→ EXERCISE GOAL:
Write out the stretch of the case-defect forum thread from "A tricky one" through "Looks nice yeah?", word for word.

Technically I have an external defects too, although not as bad as those other example.


In this picture you can see a black scratches/nicks/hanging point? at the corner of the front facia. I tried to wipe it away but it's deep in the metal. I'm not sure if it's due to the anodization process and that's where they're hanging it from or what but since it's at the very front of the case it's pretty noticeable.
 

hoanghiep2111

Caliper Novice
Jan 25, 2019
21
48
Also it's probably the lighting, I honestly can't confirm since my Mjolnir is now somewhere deep inside my garage but one of my side panel is not matching very well.


 

cwolf

Cable Smoosher
Jun 2, 2021
11
32
Hi guys! me again. Having some issues with my PSU leaning against the side and bottom panels, which seems attributable to the bracket only being held in by two small screws that aren't quite up to the task. Every time I check in, the screws have loosened. Anyone have any tips for keeping the PSU in place and flush with the case?
 

AlexTzone

I design minimalistic – but not boring – PC stuff
Original poster
THOR ZONE
Silver Supporter
Sep 23, 2017
1,294
2,750
thor-zone.com
How many reports of external defects were there so far? If I'm not mistaken here in the forum there were only 2 with scratches and 1 or 2 with color mismatch (which would mean ~1%). Have there been more complaints?

Over email we've gotten something like 2 more with small scratches w. factory origin and 1 which was caused because the package got punctured during transit. 99% of all defects are either magnets, plastic bits or both.

A tricky one is panel-mismatch, because sometimes there's a problem with the anodizing and other times it's simply because of tolerances and how light bounces on 2 adjacent "flat" objects. Let me get down into the details:

First check these pics. Looks nice yeah?

Now let's look at the exact same case but with strong direct point light (i.e. a nearby incandescent bulb or a phone camera):





You can see that the anodizing between the Shell and the Panels is much closer in the green area versus the red area. The color is obviously the same on the whole panel and the shell, but there is a gradient on the shell that is absent on the panel. The closer and stronger your point light is to both parts the stronger the gradient difference becomes, hence why you see almost no difference when looking at that case in broad daylight (the lighting is very far away...i.e. the sun) but it starts to emerge when having a strong lamp right above it.

This happens because the Shell is less "flat" than the panels, i.e. flatness is a type of tolerance that affects all parts but most notably extrusions. Since the Shell is a very big aluminium profile it's affected a lot more than the relatively small and thin panels. Most notably this would be visible comparing Panels vs Shell along the length of the case (since this is the largest dimension). So even a fully acceptable 0.5-1mm flatness error over 350mm could lead to such "mismatch" when viewed under direct & close-by light source.

Here's an example I've got from a user over email:



Once again, match at the center but difference at the ends (because Shell curves more than the Panels).

→ RECORD LIST:
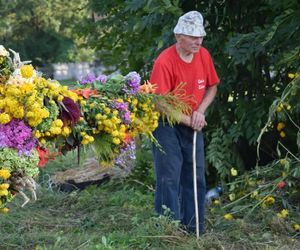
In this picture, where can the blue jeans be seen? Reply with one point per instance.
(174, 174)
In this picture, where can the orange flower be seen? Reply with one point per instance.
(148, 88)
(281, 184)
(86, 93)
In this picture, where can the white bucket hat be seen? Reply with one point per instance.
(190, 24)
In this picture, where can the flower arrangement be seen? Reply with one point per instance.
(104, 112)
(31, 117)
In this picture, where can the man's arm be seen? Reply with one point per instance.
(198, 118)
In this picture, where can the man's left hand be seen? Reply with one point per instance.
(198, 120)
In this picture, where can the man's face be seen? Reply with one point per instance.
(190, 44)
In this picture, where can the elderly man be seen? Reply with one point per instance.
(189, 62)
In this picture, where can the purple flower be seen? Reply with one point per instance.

* * *

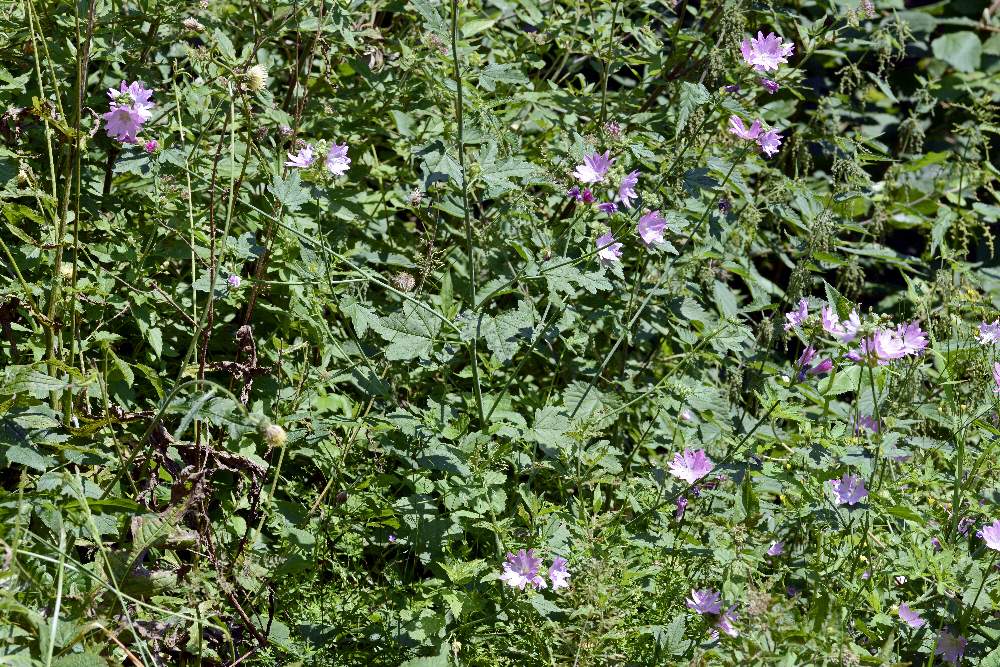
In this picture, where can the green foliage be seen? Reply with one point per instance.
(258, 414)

* * *

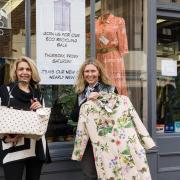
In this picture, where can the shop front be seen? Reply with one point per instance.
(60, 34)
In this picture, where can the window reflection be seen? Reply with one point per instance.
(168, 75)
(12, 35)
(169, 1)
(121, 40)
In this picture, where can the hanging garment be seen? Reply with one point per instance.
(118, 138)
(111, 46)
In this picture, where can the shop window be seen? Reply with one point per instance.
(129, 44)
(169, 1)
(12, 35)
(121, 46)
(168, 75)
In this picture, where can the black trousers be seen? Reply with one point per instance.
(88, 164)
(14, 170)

→ PROBLEM SOLUTION:
A tricky one is panel-mismatch, because sometimes there's a problem with the anodizing and other times it's simply because of tolerances and how light bounces on 2 adjacent "flat" objects. Let me get down into the details:

First check these pics. Looks nice yeah?